START DATASET EXTRACT

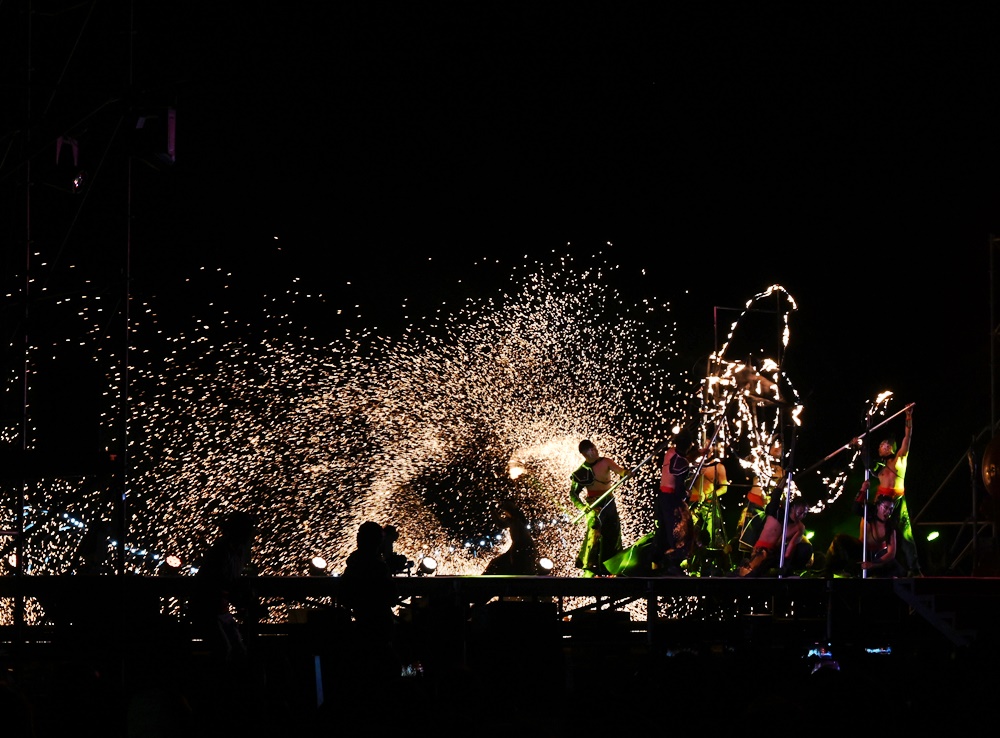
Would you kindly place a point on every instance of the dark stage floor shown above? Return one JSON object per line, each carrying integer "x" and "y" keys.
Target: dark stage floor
{"x": 476, "y": 652}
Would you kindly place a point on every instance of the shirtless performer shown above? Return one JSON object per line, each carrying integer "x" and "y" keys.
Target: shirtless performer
{"x": 603, "y": 539}
{"x": 767, "y": 548}
{"x": 891, "y": 471}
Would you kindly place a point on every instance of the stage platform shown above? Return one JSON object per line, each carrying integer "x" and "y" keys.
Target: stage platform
{"x": 460, "y": 636}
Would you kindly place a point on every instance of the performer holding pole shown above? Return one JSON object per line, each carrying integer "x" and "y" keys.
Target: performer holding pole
{"x": 891, "y": 471}
{"x": 590, "y": 488}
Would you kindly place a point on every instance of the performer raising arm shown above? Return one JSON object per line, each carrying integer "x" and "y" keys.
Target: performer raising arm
{"x": 891, "y": 471}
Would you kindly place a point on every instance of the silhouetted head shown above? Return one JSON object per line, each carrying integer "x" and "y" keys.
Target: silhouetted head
{"x": 683, "y": 441}
{"x": 887, "y": 448}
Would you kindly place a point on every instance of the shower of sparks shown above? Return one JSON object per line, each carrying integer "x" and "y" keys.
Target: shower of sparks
{"x": 428, "y": 427}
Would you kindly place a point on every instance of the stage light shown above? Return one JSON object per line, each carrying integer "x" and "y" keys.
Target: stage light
{"x": 317, "y": 567}
{"x": 426, "y": 567}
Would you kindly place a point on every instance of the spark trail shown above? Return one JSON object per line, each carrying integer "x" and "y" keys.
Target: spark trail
{"x": 420, "y": 429}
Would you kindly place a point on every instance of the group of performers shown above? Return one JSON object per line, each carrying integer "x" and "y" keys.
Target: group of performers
{"x": 690, "y": 536}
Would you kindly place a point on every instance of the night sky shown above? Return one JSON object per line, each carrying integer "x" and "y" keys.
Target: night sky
{"x": 403, "y": 153}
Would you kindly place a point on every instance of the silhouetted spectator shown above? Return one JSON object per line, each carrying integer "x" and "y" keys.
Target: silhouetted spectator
{"x": 522, "y": 557}
{"x": 223, "y": 590}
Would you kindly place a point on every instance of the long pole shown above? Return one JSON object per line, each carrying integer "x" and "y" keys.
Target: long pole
{"x": 851, "y": 442}
{"x": 864, "y": 510}
{"x": 628, "y": 475}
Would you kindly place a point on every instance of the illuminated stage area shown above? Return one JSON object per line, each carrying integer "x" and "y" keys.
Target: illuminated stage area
{"x": 461, "y": 638}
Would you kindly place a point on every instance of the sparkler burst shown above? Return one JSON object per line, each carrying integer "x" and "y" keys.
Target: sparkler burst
{"x": 421, "y": 430}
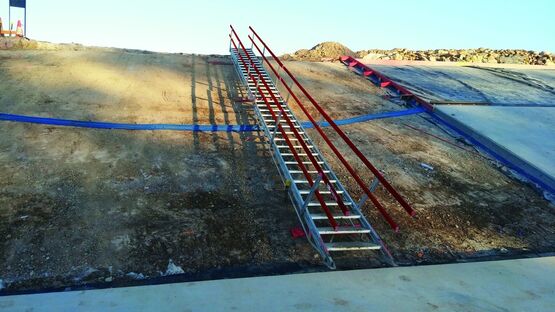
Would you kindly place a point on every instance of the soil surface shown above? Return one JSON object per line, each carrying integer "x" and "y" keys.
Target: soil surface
{"x": 84, "y": 206}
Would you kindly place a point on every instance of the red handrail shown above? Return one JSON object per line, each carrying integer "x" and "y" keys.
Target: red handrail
{"x": 295, "y": 131}
{"x": 328, "y": 213}
{"x": 370, "y": 195}
{"x": 375, "y": 171}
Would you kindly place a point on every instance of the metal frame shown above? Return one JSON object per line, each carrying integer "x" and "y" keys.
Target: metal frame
{"x": 325, "y": 173}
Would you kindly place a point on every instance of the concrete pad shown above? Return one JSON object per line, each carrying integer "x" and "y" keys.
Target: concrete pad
{"x": 525, "y": 135}
{"x": 513, "y": 285}
{"x": 473, "y": 84}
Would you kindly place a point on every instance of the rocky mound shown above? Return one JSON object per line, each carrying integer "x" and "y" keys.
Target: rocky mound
{"x": 480, "y": 55}
{"x": 331, "y": 51}
{"x": 325, "y": 51}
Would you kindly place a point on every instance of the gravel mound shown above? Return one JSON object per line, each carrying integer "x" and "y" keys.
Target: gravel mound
{"x": 331, "y": 51}
{"x": 325, "y": 51}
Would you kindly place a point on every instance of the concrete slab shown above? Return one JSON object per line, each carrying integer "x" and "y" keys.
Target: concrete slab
{"x": 509, "y": 110}
{"x": 476, "y": 84}
{"x": 525, "y": 135}
{"x": 513, "y": 285}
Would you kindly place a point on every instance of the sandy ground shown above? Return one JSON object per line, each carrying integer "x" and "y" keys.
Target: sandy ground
{"x": 80, "y": 205}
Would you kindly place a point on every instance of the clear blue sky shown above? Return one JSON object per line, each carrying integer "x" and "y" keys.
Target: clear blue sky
{"x": 201, "y": 26}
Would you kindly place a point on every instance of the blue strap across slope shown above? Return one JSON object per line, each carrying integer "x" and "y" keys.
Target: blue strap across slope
{"x": 363, "y": 118}
{"x": 125, "y": 126}
{"x": 185, "y": 127}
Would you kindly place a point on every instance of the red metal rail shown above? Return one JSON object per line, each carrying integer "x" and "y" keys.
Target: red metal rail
{"x": 359, "y": 181}
{"x": 328, "y": 213}
{"x": 295, "y": 131}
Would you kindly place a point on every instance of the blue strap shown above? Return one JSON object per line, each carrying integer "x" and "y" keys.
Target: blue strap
{"x": 184, "y": 127}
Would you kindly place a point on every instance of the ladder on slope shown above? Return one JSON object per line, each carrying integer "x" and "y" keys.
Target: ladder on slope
{"x": 331, "y": 219}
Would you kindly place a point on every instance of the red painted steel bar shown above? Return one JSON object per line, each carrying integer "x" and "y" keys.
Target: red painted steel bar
{"x": 345, "y": 138}
{"x": 384, "y": 81}
{"x": 322, "y": 202}
{"x": 359, "y": 180}
{"x": 307, "y": 150}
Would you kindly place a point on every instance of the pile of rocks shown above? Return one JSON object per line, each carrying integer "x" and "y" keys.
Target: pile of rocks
{"x": 331, "y": 51}
{"x": 480, "y": 55}
{"x": 325, "y": 51}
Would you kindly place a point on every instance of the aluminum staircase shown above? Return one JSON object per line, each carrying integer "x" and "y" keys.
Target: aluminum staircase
{"x": 331, "y": 219}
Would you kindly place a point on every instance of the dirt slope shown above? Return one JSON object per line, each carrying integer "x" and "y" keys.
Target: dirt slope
{"x": 81, "y": 205}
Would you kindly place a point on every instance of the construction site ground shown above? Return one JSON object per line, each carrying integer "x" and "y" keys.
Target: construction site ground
{"x": 104, "y": 206}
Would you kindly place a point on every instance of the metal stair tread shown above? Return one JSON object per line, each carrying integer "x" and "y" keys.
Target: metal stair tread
{"x": 342, "y": 230}
{"x": 345, "y": 246}
{"x": 322, "y": 216}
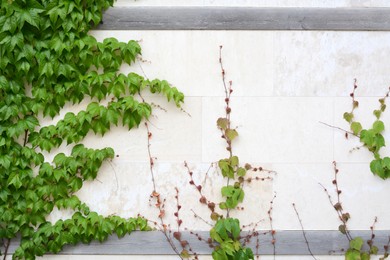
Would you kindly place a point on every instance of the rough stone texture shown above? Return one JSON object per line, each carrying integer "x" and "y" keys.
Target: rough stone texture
{"x": 284, "y": 83}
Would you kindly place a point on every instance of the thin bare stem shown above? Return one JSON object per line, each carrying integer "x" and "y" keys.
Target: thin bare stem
{"x": 199, "y": 217}
{"x": 6, "y": 247}
{"x": 303, "y": 232}
{"x": 151, "y": 159}
{"x": 271, "y": 224}
{"x": 159, "y": 203}
{"x": 339, "y": 128}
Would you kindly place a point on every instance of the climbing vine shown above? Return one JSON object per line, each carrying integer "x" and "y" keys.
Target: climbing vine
{"x": 226, "y": 236}
{"x": 371, "y": 138}
{"x": 48, "y": 60}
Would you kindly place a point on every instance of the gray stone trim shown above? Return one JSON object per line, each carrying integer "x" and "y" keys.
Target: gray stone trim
{"x": 246, "y": 18}
{"x": 287, "y": 243}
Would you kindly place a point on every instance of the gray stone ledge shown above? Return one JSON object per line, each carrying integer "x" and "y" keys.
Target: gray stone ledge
{"x": 246, "y": 18}
{"x": 287, "y": 243}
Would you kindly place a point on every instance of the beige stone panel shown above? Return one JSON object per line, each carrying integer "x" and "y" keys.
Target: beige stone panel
{"x": 364, "y": 196}
{"x": 176, "y": 135}
{"x": 326, "y": 63}
{"x": 351, "y": 150}
{"x": 124, "y": 189}
{"x": 271, "y": 129}
{"x": 190, "y": 59}
{"x": 299, "y": 184}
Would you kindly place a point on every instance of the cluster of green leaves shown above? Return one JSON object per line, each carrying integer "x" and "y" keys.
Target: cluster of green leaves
{"x": 356, "y": 252}
{"x": 48, "y": 60}
{"x": 227, "y": 233}
{"x": 371, "y": 138}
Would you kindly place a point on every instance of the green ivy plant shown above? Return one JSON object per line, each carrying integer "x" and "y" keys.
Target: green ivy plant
{"x": 226, "y": 230}
{"x": 48, "y": 60}
{"x": 371, "y": 138}
{"x": 355, "y": 250}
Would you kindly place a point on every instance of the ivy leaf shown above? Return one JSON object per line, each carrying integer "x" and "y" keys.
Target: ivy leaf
{"x": 231, "y": 134}
{"x": 352, "y": 255}
{"x": 356, "y": 127}
{"x": 348, "y": 117}
{"x": 241, "y": 172}
{"x": 14, "y": 180}
{"x": 343, "y": 229}
{"x": 377, "y": 169}
{"x": 378, "y": 127}
{"x": 356, "y": 243}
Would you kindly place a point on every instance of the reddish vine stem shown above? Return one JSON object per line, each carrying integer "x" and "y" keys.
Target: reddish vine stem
{"x": 151, "y": 159}
{"x": 386, "y": 247}
{"x": 156, "y": 195}
{"x": 338, "y": 205}
{"x": 273, "y": 232}
{"x": 370, "y": 242}
{"x": 203, "y": 199}
{"x": 6, "y": 247}
{"x": 199, "y": 217}
{"x": 228, "y": 91}
{"x": 339, "y": 128}
{"x": 303, "y": 232}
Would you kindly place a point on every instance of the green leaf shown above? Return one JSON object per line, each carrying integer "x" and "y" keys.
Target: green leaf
{"x": 356, "y": 243}
{"x": 356, "y": 127}
{"x": 374, "y": 250}
{"x": 348, "y": 117}
{"x": 241, "y": 172}
{"x": 378, "y": 127}
{"x": 377, "y": 169}
{"x": 231, "y": 134}
{"x": 234, "y": 161}
{"x": 343, "y": 229}
{"x": 222, "y": 123}
{"x": 352, "y": 255}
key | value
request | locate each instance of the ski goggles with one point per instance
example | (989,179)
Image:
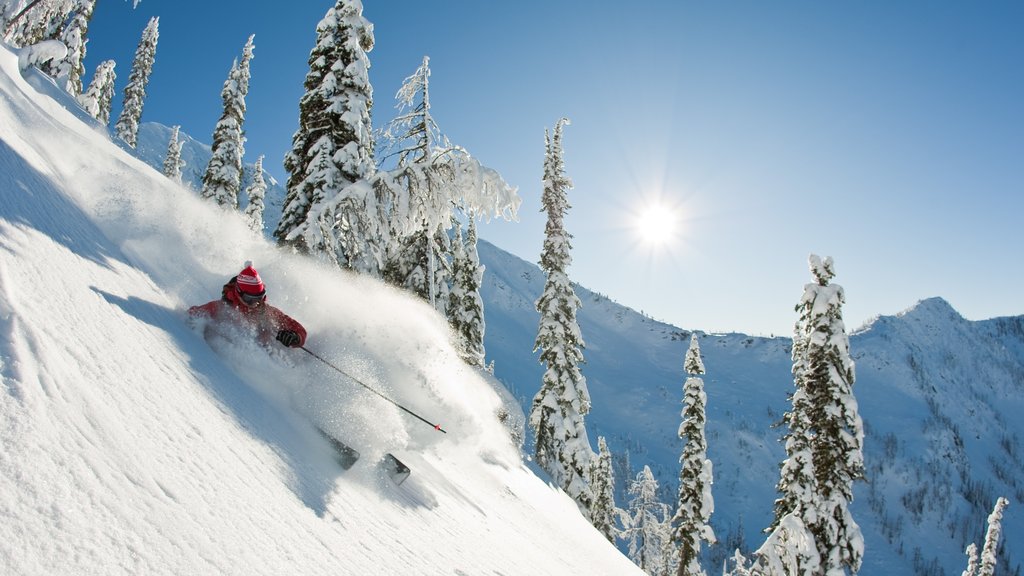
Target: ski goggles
(252,299)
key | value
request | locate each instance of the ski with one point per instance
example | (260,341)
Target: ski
(394,468)
(347,456)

END DATASET EXTRACT

**PROBLEM REQUIREMENTS**. Word for word, repeat the lines from the one holding "request | locate each instance of the ski with" through the last line of the entries, both included.

**YOUR SOLUTION**.
request | locate each instance of the ski with one point per instance
example | (260,341)
Target: ski
(394,468)
(347,456)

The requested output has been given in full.